What you need to do
Copy out every line of the listing below verbatim, in the same order.
* start *
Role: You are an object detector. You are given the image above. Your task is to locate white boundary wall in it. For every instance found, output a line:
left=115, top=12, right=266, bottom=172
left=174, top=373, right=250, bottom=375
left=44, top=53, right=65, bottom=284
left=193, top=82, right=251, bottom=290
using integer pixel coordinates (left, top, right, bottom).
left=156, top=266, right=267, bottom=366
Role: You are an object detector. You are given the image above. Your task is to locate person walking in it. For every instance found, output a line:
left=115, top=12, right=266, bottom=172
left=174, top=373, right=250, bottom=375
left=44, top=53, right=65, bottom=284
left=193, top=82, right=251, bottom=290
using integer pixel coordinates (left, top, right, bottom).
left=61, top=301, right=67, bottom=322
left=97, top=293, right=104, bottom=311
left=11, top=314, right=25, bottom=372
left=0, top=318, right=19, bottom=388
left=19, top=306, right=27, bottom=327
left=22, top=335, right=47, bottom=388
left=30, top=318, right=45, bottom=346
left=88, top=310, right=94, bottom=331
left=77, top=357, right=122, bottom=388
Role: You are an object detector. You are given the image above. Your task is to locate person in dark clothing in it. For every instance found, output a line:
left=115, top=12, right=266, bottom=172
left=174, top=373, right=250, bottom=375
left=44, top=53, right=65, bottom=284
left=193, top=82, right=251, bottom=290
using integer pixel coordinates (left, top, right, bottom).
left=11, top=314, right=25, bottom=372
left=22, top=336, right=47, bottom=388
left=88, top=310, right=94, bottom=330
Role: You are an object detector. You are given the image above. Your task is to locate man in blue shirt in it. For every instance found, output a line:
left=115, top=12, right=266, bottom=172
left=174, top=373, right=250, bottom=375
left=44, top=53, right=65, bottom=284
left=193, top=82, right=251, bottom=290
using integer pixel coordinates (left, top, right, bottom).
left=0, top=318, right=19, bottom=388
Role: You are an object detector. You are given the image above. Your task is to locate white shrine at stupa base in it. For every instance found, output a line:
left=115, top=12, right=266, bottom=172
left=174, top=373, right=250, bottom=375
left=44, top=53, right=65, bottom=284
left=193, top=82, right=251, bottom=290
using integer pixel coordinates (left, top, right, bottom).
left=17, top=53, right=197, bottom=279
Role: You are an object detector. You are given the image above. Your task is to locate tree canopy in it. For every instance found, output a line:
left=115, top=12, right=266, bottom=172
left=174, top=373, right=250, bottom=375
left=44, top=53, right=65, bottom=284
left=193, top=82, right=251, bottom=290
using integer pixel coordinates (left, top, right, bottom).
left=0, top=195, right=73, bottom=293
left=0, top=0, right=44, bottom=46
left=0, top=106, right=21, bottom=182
* end *
Finished exercise
Role: You are an object detector. You are given the image above. Your task is to locate white boundary wall in it. For every instance found, output a line:
left=115, top=12, right=266, bottom=172
left=174, top=373, right=250, bottom=375
left=44, top=53, right=65, bottom=284
left=193, top=82, right=251, bottom=290
using integer pixel coordinates (left, top, right, bottom).
left=156, top=266, right=267, bottom=366
Role: You are an object detector. You are given the image above. Your task is to locate person walking in it. For every instance found, output a line:
left=115, top=12, right=266, bottom=172
left=174, top=373, right=250, bottom=375
left=44, top=53, right=65, bottom=284
left=193, top=82, right=251, bottom=290
using integer pixel coordinates (left, top, right, bottom).
left=61, top=301, right=67, bottom=322
left=97, top=293, right=104, bottom=311
left=11, top=314, right=25, bottom=372
left=0, top=318, right=19, bottom=388
left=19, top=306, right=27, bottom=327
left=22, top=335, right=47, bottom=388
left=30, top=318, right=45, bottom=346
left=88, top=310, right=94, bottom=331
left=77, top=357, right=122, bottom=388
Role: You are an object detector. You are given the image above. Your task is to locate person in dark clothing in it. For every instance found, output a line:
left=115, top=12, right=266, bottom=172
left=174, top=373, right=250, bottom=375
left=44, top=53, right=65, bottom=284
left=193, top=82, right=251, bottom=290
using integer pixel coordinates (left, top, right, bottom).
left=11, top=314, right=25, bottom=372
left=22, top=336, right=47, bottom=388
left=88, top=310, right=94, bottom=330
Role: You are an object detector. You are given the image above. Your task is to locate man in blue shirt in it. For every instance found, output a line:
left=115, top=12, right=266, bottom=172
left=174, top=373, right=250, bottom=375
left=44, top=53, right=65, bottom=284
left=193, top=82, right=251, bottom=290
using integer pixel coordinates (left, top, right, bottom).
left=0, top=318, right=19, bottom=388
Role: You are an object detector. You are given the image above. Your task is to locate white shrine at stupa base in it. For every instance found, output a line:
left=115, top=12, right=266, bottom=172
left=174, top=373, right=250, bottom=375
left=44, top=53, right=65, bottom=284
left=193, top=82, right=251, bottom=290
using integer pixel coordinates (left, top, right, bottom).
left=17, top=53, right=197, bottom=279
Role: You are an object detector. You are given the image above. Your task is to locate tree canopy in it. For every instance found, output a line:
left=115, top=12, right=266, bottom=172
left=174, top=373, right=250, bottom=375
left=44, top=53, right=65, bottom=284
left=193, top=82, right=251, bottom=290
using integer pixel coordinates (left, top, right, bottom).
left=0, top=195, right=73, bottom=293
left=0, top=0, right=44, bottom=46
left=0, top=106, right=21, bottom=182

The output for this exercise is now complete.